**PROMPT A**
Copy the bridge-lights thread below word for word, from "I'd be looking" to "that someone builds.".
**PROMPT B**
Answer these from the bridge-lights thread below, one per line:
(i) What material does seabilliau plan to use to scratch build the structure?
(ii) What kind of light does gunrunnerjohn suggest?
(iii) According to Massey, how many "Lights" could one bulb or LED feed?
------ EXTRACT TO READ
# Tiny lights for bridge



## seabilliau (Dec 12, 2011)

I am planning on building a section of my layout using this type of via duct and would like to have the lights around the arch. 










Mine will be in a curve around one end of my board. Of course probably not as detailed. I plan on scratch building the structure using foam board and being about 4 or 5 inches high. 

Does anyone know of a source for "Christmas lights" in o scale? I was thinking that if individual lights was impractical, maybe using EL wire blacked out in a pattern to appear like individual lights might work better. I'm in the planning stage and have sketched out some ideas I'll post once I'm able. Any thoughts would be appreciated.

CB


----------



## gunrunnerjohn (Nov 10, 2010)

I'd be looking at really small chip LEDs. It will be some work, but that's the only way I see of getting something of this size.


----------



## Big Ed (Jun 16, 2009)

What a cool looking picture.:thumbsup:

I have seen viaducts on e bay that someone builds.
Just what you are looking for though they don't have the lights.

Not cheap either, I don't see them listed right now.
I looked.hwell:


----------



## Massey (Apr 16, 2011)

Fiber optic lines would be the best I would imagine. The size of the bulb would not matter any more and if you bundle the fibers up you can get many different size lights, rotating colors and the such. The lights could be in the legs of the arches and one bulb or LED could feed about a hundred or so "Lights"

Massey


----------



## seabilliau (Dec 12, 2011)

Massey,
I like that idea of fiber optics. Yeah! I really like that idea especially with only then having a single light source (or two if needed). Do you know of any vendors that would have the equipment to do that? I could easily poke fibers through the foam. Hmmm?
------------
------ RAW DATA
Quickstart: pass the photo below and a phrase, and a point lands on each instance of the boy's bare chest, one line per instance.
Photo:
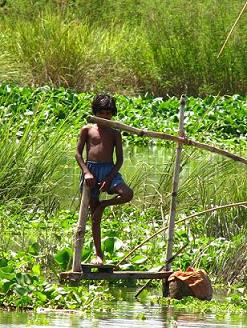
------------
**TASK SOLUTION A**
I'd be looking at really small chip LEDs. It will be some work, but that's the only way I see of getting something of this size.


----------



## Big Ed (Jun 16, 2009)

What a cool looking picture.:thumbsup:

I have seen viaducts on e bay that someone builds.

**TASK SOLUTION B**
(i) Foam board
(ii) Really small chip LEDs
(iii) About a hundred or so